> _WHAT NEEDS TO BE DONE_
Return each record exactly as it appears, so that nothing is dropped or altered.

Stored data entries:
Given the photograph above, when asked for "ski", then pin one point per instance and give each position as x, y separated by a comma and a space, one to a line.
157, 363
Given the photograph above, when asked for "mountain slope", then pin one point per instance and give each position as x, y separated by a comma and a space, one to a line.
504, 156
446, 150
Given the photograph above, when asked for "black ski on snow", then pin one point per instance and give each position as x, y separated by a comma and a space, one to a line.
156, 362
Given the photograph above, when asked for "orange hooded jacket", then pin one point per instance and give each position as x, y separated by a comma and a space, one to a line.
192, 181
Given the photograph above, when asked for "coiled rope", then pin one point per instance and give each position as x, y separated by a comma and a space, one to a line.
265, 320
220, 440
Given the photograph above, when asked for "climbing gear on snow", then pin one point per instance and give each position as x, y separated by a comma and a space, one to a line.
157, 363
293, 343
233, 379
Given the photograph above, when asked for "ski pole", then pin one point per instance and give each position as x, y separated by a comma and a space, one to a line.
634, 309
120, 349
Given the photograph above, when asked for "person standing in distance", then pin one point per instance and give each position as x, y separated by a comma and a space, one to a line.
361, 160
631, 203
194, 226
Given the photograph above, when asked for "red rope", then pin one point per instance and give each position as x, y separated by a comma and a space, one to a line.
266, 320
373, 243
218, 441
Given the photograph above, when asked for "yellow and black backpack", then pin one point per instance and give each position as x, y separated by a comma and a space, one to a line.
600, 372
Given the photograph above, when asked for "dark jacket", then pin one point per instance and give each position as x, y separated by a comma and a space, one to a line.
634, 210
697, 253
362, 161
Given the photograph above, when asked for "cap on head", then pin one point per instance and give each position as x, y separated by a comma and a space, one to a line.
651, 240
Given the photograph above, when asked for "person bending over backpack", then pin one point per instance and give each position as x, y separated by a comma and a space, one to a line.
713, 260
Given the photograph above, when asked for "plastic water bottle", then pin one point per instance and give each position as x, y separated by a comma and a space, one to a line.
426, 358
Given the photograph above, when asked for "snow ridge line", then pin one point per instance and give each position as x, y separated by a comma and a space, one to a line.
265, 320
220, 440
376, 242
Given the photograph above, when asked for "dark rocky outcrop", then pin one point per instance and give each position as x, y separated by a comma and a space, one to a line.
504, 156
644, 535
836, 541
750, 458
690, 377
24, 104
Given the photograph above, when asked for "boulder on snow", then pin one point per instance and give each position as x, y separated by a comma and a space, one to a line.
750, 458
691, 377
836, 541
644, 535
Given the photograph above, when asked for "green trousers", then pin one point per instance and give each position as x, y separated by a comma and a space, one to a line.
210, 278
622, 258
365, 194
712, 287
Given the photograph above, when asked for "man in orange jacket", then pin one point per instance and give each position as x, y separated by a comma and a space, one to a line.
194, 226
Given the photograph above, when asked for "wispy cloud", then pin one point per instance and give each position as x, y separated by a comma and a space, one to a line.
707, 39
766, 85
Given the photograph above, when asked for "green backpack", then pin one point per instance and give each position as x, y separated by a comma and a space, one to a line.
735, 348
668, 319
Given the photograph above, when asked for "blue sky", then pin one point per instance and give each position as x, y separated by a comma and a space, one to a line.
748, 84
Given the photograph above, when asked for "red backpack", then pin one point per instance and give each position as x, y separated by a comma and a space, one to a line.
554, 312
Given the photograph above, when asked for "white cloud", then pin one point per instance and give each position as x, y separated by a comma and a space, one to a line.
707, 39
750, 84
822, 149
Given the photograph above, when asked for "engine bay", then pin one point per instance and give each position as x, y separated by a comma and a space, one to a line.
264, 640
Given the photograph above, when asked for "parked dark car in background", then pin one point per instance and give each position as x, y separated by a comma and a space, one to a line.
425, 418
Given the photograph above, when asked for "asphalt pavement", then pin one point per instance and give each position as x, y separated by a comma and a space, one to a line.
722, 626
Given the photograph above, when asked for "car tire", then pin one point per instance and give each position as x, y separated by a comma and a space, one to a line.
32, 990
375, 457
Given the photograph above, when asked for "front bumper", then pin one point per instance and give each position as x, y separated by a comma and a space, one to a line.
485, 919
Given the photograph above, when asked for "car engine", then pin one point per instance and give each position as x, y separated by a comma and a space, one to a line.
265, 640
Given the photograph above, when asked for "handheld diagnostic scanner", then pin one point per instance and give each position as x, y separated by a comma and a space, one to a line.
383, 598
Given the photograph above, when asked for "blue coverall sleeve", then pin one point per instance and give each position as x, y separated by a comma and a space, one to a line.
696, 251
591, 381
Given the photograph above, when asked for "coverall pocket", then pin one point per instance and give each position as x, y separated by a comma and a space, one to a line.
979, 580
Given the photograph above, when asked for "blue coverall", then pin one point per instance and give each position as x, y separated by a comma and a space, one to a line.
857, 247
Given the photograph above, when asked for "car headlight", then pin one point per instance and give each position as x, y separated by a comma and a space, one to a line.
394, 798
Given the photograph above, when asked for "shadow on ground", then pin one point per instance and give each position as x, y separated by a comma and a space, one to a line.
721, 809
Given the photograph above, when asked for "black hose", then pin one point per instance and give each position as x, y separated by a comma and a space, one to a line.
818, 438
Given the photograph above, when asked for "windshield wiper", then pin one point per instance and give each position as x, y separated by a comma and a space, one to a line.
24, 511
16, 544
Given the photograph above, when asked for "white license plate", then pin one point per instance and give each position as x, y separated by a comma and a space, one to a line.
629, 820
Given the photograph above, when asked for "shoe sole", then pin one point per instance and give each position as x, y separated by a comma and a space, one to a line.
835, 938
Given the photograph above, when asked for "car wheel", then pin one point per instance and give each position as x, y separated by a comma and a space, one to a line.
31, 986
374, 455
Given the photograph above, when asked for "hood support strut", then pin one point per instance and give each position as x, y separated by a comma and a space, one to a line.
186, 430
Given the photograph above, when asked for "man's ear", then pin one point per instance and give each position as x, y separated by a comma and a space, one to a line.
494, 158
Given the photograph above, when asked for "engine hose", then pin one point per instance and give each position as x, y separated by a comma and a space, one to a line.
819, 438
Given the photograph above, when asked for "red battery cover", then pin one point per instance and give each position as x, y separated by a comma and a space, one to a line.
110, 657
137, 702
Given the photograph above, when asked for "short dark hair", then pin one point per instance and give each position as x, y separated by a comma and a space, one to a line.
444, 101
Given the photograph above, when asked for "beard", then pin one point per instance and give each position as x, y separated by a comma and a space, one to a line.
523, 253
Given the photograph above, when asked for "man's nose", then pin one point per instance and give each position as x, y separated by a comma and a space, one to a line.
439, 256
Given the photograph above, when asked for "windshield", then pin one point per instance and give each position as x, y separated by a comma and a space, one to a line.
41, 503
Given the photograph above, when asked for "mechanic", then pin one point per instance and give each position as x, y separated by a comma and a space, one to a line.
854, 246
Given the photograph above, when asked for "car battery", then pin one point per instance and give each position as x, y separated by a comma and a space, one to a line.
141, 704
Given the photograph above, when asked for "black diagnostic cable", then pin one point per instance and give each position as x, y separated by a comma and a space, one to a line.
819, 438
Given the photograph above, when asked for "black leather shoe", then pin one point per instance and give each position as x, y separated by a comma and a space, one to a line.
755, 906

> _RESPONSE TO THE TASK_
Given the photograph above, when asked for "ski", then pin one point per instance and give each position as x, y separated by a comma and a space, one to a line.
157, 363
Given the photograph above, when asked for "mountain slope", then pin one point per instance and give each position as x, y separated by a comma and a space, one to a line.
504, 156
446, 150
Given the photograph above, when asked for "black ski on snow", then pin one point per instance and give each position as x, y separated by a comma and a space, one to a line.
156, 362
Given the photograph above, when asked for "orange hooded jacket", then pin one point per instance and give each position as x, y separated by a comma and a space, one to a line.
192, 181
Given the photograph above, when asked for "coiled rope", then pin one point per instance and give each position as x, y separated by a comma and a space, one to a line.
265, 320
220, 440
Given the photograph above, when asked for "climbing gear on snow", then pin one point per instance and give each position as x, y separated by a comma and a space, one to a line.
157, 363
293, 343
233, 379
Given the photograph above, when asked for "ski pole", then pin one point per instance and give each position as x, y separated by a comma and a space, one to a line.
634, 309
120, 349
Given the photograph above, when asked for "person standing in distance", then pin one point per instance and give each position as x, y separated by a comma and a space, one to a line.
361, 160
631, 203
194, 226
Given the photograph above, when asked for "red rope", then pin one point per instance and give each position as x, y separated by a comma and a space, one to a line.
266, 320
373, 243
218, 441
Given the photograph above, when asked for "yellow and black backpack", then pin one point per instance and give each position as x, y separated by a comma and a space, one to a line.
600, 372
Given the photograph above, when asked for "dark jacket", then pin one point per instance and give each position as x, y separated by a comma and a space, one to a line.
634, 210
697, 253
362, 161
Given the photograph above, when asked for "cap on head", then pin one point per instance and give each position as x, y separated by a comma and a space, one to a line.
651, 240
Given the photograph above, when asked for "person bending over backpack", then pin one point per instance and give each position as x, y separated by a comma and a space, one to a line.
713, 260
Given the photograph above, when asked for "plastic water bottle", then pin one point per instance and give each position as x, y separated by a comma and a space, one to a line.
426, 358
Given the photograph above, when asked for "snow ridge line", then pin one point per instance and give each position as x, y separated by a comma and a space, one to a line.
265, 320
220, 440
376, 242
Given the photograph above, when asked for "dark rocky outcrop", then pin one point per instance and give each position as x, y separated by a comma and a space, one to a line.
504, 156
644, 535
836, 541
750, 458
690, 377
24, 104
Given the photograph above, when asked for "boulder on snow", then pin one point per instance and give each position as x, y separated by a comma and a space, one to a line.
750, 458
691, 377
836, 541
644, 535
Given the photograph above, when asked for "green trousers", then pin one point per instance and give each position as x, y separated by a comma and a space, one to a line.
210, 278
622, 258
365, 194
712, 287
Given the photograph above, when asked for "man in orange jacket", then pin one point per instance and give each position as x, y separated by a comma and a space, one to a line.
194, 226
Given the photograph above, when asked for "wispy cloud", then pin one point per instance and give each position as x, y separated by a comma and a space, one to a line.
707, 39
766, 85
Given the photograph above, when asked for "green backpack", then pin one point per instance and give each position as x, y separated by a comma and a space, one to a line.
735, 348
668, 319
Given the photograph above, when asked for "blue sky", then pin one point per instance and give each position as x, y separated by a comma and a space, one to a line.
748, 84
Given the photograph above, when asked for "red backpack", then pin one point per instance and give each position as x, y separated by a comma and a space, one to a line.
554, 312
Given the photograph above, when asked for "white cloud", then pin one point per instance and give each position as x, y separated by a comma and a space, one to a line.
707, 39
750, 84
822, 149
Given the photograph above, when asked for "engine bay", then pin one point per instance and give each position as x, y separated by a comma and a space, one to a line.
264, 640
Given the photograph above, when asked for "parked dark car in background", then pin one point per instance and give each position as x, y separated by a comma and a space, one to a line.
425, 418
Given the photograph above, when asked for "asphalt pavement", then pin one point per instance and give each position as x, y separated by a comma and a space, one to a line.
722, 626
Given the photograph above, when asked for "car tire", then pin one point per instance and give each position as x, y separated by a comma and a space, one to a line.
32, 990
375, 457
Given the photograph above, when asked for "front bumper", then pin one point per instance and give each position as x, y separated by a comma and a space, one to a line.
485, 919
Given the photograph above, when asked for "car engine", then pin one point per instance and give each position as x, y separated by a comma and a space, one to a line.
265, 640
Given the photograph above, when asked for "handheld diagnostic scanner", then pin one point per instance and give each position as x, y separated by a comma and a space, one to a line.
383, 598
Given the photograph above, when asked for "blue coverall sleeve", then pin one point per instance and give each position as x, y separated by a comma and a space, one to a line.
696, 251
591, 381
Given the photograph above, when asked for "coverall pocket", then pin one point per instance and give each position as x, y separated by a comma and a space, one to a line.
979, 580
Given the photograph above, when asked for "blue coverall", then pin one point per instance and give each position as x, y separated by a comma and a space, one to a line.
857, 247
Given the photograph above, when asked for "car headlight", then pin one point per instance and give each position as x, y separated by a comma and a space, one to a line.
394, 798
Given the photograph above, when asked for "shadow on ground", then pin one point per instance and give each position as x, y separated by a comma and a space, one to a line.
721, 809
Given the photograph above, when asked for "black hose", then pin one point per instance and give each position as x, y separated by a comma and a space, one to a line.
818, 438
Given the photograph above, when asked for "windshield wiper", then pin one point per instance and give each position as x, y separated by a comma and a space, one to a line.
24, 511
16, 544
Given the photograph above, when asked for "white license plate", then pin one point per instance and give each position as x, y separated by a comma and a space, one to a line.
629, 820
Given the photograph above, when asked for "shoe sole", then pin one point per instance and give each position as x, y separated by a comma and a space, one to a line.
835, 938
Given the photograph above, when asked for "car wheel", then pin one point per instance and give each position as x, y separated by a comma and a space, one to a line.
31, 986
374, 455
Given the photograph above, when asked for "hood support strut", then pin one point per instance and give each position as x, y separated by a comma and a space, one to a line.
186, 430
Given the photograph above, when asked for "man's ear", then pin one point per instance and give each position as x, y separated by a comma and a space, one to a line.
494, 158
Given the photograph above, when asked for "engine hose", then pin one point per instance and give each position as x, y separated by a comma and a space, one to a line.
819, 438
Given the photograph above, when asked for "red battery cover", then pin one point per instance and give each position as x, y separated by a comma and a space, one to a line.
110, 657
137, 702
Given the photograph above, when asked for "short dark hair", then pin one point per instance and give each position as x, y separated by a comma and a space, one to a line.
444, 101
Given the photograph above, when asked for "beard", then pin one point per instance and give each position as x, y separated by a comma and a space, one to a line.
523, 253
Given the photograph above, when asked for "man's nose", then pin one point per instance and give each position as x, y separated by a comma and a space, one to a line.
439, 256
Given the photograph above, when asked for "windshield", then pin one point per instance and give each position as x, y separated by a comma and a space, one to a line.
41, 503
Given the photograph above, when asked for "mechanic", then pin one point per instance and give each position as x, y separated by a comma and a space, one to a line.
854, 246
Given the photograph above, when asked for "car battery", then pin one point per instance and give each position as x, y separated by a comma and a space, one to a line.
141, 704
Given the photograph above, when asked for "black diagnostic cable", then pin one point per instance and give each position as x, y separated by a comma and a space, one to a line.
819, 438
Given the photograph above, when asked for "black leather shoe", then pin one point per instance and give each position as x, y separated by a comma and a space, one to a line.
755, 906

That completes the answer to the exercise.